- Exercise:
Exact copy required. Repeat the records, but keep the pictures out.

Supplied information Block Start

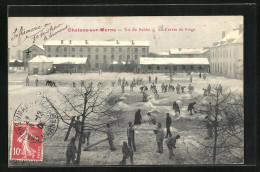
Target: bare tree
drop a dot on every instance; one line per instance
(92, 105)
(225, 113)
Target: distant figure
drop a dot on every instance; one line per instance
(178, 89)
(168, 125)
(176, 107)
(191, 107)
(131, 135)
(138, 117)
(144, 97)
(71, 152)
(127, 152)
(110, 137)
(220, 89)
(119, 81)
(36, 82)
(204, 76)
(156, 79)
(159, 138)
(27, 81)
(171, 144)
(209, 89)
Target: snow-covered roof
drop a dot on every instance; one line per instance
(40, 59)
(13, 60)
(97, 43)
(231, 37)
(68, 60)
(116, 62)
(188, 51)
(173, 61)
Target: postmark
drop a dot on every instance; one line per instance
(26, 141)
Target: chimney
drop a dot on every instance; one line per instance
(240, 28)
(223, 34)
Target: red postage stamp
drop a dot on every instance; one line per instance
(26, 141)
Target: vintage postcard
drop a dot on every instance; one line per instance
(100, 91)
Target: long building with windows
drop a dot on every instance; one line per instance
(100, 54)
(226, 55)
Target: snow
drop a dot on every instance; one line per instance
(173, 61)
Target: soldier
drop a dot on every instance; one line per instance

Supplied information Block End

- Expected answer:
Target: bare tree
drop a dot on every instance; one line per instance
(92, 105)
(225, 113)
Target: distant figure
drop a dot on every instance; one line per instance
(178, 89)
(168, 125)
(176, 107)
(191, 107)
(131, 135)
(138, 117)
(144, 97)
(71, 152)
(127, 152)
(110, 137)
(220, 89)
(119, 81)
(36, 82)
(204, 76)
(156, 79)
(159, 138)
(27, 81)
(171, 144)
(209, 89)
Target: snow-covered roof
drop a dot on every instance; one line per instance
(40, 59)
(13, 60)
(97, 43)
(231, 37)
(68, 60)
(116, 62)
(188, 51)
(173, 61)
Target: postmark
drop a dot on every instance; one line per instance
(26, 141)
Target: chimney
drop a dot on every instance; one line per instance
(240, 28)
(223, 34)
Target: red postage stamp
drop a dot on every instance; one line per instance
(26, 141)
Target: vintage postcard
drop a dot on every instance; one line per instance
(100, 91)
Target: long building with windows
drop a dot on every instance; one line per instance
(100, 54)
(226, 55)
Target: snow
drop a dot on every instance; one line per instance
(173, 61)
Target: soldier
drop a dot on every instance; one line per instance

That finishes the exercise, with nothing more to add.